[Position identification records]

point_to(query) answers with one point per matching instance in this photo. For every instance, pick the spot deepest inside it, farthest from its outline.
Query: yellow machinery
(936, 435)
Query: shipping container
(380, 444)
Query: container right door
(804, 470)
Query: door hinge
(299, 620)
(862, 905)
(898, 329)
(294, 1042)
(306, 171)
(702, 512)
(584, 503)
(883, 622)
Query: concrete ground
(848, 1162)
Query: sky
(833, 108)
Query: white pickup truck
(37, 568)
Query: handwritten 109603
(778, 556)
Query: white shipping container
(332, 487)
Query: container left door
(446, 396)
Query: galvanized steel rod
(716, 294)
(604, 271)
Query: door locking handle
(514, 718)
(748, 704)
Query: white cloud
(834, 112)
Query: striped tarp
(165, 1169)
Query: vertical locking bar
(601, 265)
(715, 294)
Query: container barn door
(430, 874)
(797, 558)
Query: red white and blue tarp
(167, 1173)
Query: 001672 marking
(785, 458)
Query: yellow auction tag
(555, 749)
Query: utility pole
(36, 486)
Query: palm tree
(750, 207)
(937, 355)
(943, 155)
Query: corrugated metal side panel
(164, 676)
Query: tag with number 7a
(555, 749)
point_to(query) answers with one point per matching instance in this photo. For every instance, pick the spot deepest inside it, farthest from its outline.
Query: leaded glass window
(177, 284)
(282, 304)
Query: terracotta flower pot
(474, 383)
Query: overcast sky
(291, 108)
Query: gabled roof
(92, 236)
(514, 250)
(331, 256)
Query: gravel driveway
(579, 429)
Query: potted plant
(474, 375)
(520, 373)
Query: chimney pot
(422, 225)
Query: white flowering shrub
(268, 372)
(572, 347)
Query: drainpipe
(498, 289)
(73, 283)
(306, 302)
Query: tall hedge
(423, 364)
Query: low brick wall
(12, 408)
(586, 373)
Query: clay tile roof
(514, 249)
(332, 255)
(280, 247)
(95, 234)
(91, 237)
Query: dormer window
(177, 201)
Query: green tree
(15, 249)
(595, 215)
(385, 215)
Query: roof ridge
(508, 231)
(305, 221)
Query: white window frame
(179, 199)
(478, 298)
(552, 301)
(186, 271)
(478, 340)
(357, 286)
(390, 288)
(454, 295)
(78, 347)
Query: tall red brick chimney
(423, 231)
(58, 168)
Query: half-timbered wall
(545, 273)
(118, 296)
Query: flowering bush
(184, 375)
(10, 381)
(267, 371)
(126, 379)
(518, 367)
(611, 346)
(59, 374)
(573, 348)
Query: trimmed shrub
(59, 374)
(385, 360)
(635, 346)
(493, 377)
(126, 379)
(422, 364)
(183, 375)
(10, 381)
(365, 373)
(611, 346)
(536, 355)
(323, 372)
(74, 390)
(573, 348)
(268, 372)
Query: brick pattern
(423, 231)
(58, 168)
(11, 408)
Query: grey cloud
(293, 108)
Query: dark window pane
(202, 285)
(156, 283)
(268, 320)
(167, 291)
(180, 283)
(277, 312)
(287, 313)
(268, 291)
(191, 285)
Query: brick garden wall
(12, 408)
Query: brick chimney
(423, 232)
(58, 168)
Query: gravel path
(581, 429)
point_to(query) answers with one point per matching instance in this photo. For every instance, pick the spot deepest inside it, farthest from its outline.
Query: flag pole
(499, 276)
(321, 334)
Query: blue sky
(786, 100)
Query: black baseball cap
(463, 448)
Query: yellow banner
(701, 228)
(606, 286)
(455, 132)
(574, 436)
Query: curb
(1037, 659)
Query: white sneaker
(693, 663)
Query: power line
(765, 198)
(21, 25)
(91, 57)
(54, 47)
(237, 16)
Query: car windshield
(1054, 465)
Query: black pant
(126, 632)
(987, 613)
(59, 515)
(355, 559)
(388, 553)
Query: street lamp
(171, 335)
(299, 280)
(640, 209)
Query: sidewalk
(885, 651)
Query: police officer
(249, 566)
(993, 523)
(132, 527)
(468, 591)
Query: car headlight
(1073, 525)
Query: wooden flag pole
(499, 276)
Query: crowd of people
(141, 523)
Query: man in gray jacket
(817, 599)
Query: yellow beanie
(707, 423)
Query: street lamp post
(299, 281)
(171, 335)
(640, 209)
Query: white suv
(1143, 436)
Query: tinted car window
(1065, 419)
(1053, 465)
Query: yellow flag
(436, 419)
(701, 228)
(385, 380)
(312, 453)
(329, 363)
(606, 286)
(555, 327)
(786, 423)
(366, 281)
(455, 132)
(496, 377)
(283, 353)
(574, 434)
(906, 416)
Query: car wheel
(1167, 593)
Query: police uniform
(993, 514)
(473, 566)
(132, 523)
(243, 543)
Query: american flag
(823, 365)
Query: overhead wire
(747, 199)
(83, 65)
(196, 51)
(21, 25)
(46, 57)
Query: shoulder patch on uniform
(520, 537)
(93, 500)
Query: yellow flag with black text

=== EXERCISE DETAILS ===
Copy every line from the line with "Query: overhead wire" through the end of the records, requests included, and multiply each coordinate in the answers by 1.4. Round each result to a whole number, with halves rounded up.

=== SOLUTION FOR THIS EXERCISE ===
Query: overhead wire
(1046, 279)
(116, 91)
(274, 71)
(29, 35)
(64, 80)
Query: shoulder patch on uniform
(728, 752)
(130, 700)
Query: yellow flag with black text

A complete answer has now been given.